**** BRANO DEL DOCUMENTO
Cristo Re
La solennità di Cristo Re venne introdotta da Pio XI con l’enciclica Quas Primas dell’11 dicembre 1925, per ricordare la regalità di Dio Figlio sulla storia e il suo significato nella nostra vita, così cercando di porre rimedio a un male che già allora affliggeva la società: il laicismo
«Allora Pilato gli disse: Dunque tu sei re? Rispose Gesù: Tu lo dici. Io sono re». La risposta che Nostro Signore diede a Pilato risuona oggi nella solennità di Cristo Re dell’universo, introdotta da Pio XI con l’enciclica Quas Primas dell’11 dicembre 1925 per ricordare la regalità di Dio Figlio sulla storia e porre rimedio a un male che già allora affliggeva la società: il laicismo. «Ora, se comandiamo che Cristo Re venga venerato da tutti i cattolici del mondo, con ciò Noi provvederemo alle necessità dei tempi presenti, apportando un rimedio efficacissimo a quella peste che pervade l’umana società», scriveva papa Ratti, esplicitando subito dopo: «La peste dell’età nostra è il così detto laicismo coi suoi errori e i suoi empi incentivi».
Era l’epoca in cui sorgevano i totalitarismi atei (il comunismo) e neopagani (il nazismo), responsabili insieme di oltre cento milioni di morti e miranti a eliminare il cristianesimo, mentre in Messico si consumava la tragedia dei cristeros perseguitati dal governo massonico. All’espulsione di Dio dalla sfera pubblica si era arrivati gradualmente, sull’onda dell’Illuminismo ispiratore della Rivoluzione francese e di altre ideologie (che oggi continuano a proliferare, magari trasformate) con in comune la pretesa di poter fare a meno di Cristo. Consapevole delle radici del laicismo, Pio XI ricordava lucidamente che «tale empietà non maturò in un solo giorno ma da gran tempo covava nelle viscere della società. Infatti si cominciò a negare l’impero di Cristo su tutte le genti; si negò alla Chiesa il diritto - che scaturisce dal diritto di Gesù Cristo - di ammaestrare, cioè, le genti, di far leggi, di governare i popoli per condurli all’eterna felicità. E a poco a poco la religione cristiana fu uguagliata con altre religioni false […]; quindi la si sottomise al potere civile e fu lasciata quasi all’arbitrio dei principi e dei magistrati».
********
**** ESTRATTO DEI DATI
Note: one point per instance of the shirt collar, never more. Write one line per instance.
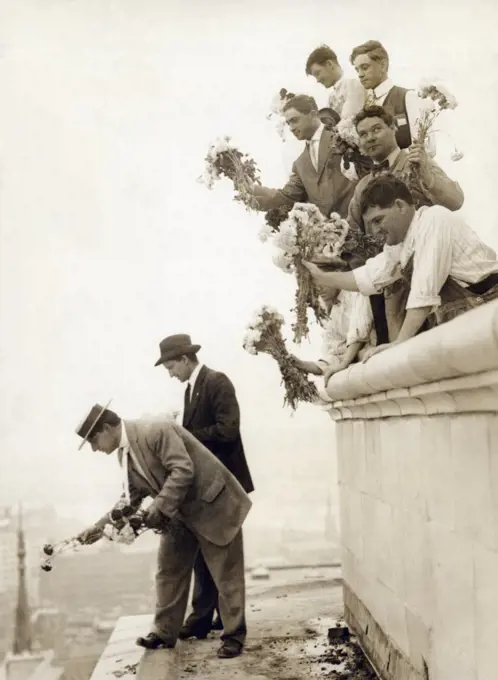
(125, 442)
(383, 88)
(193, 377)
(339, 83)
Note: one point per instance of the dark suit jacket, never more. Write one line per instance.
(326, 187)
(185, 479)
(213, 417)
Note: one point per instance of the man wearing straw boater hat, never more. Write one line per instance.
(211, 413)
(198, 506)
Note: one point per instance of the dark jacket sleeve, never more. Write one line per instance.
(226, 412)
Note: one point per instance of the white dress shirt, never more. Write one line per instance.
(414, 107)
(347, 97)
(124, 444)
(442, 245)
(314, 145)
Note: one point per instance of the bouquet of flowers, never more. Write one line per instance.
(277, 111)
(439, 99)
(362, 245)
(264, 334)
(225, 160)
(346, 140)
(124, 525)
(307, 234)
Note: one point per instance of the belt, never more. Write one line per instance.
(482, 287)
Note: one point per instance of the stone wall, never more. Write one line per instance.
********
* **COMPITO ASSEGNATO**
Per favore, prosegui il testo sulla solennità di Cristo Re partendo subito dopo la sua ultima frase.

* **RISULTATO DEL COMPITO**
L’istituzione della solennità di Cristo Re, celebrata l’ultima domenica dell’anno liturgico nella forma ordinaria del rito romano, aveva ricevuto un grande impulso già nel 1899, quando Leone XIII stabilì con l’enciclica Annum Sacrum la consacrazione dell’umanità al Sacro Cuore di Gesù, e fu presentata una petizione di 49 vescovi per istituire una festa liturgica. A riprova di quanto fosse sentita nel popolo di Dio l’urgenza di onorare la regalità di Cristo, una seconda supplica fu presentata a Pio XI all’inizio del suo pontificato, fino alla terza e definitiva sottoscritta da 340 tra cardinali, vescovi e superiori generali, sostenuta da 200 congregazioni e ordini religiosi, 12 università cattoliche e centinaia di migliaia di fedeli in tutto il mondo.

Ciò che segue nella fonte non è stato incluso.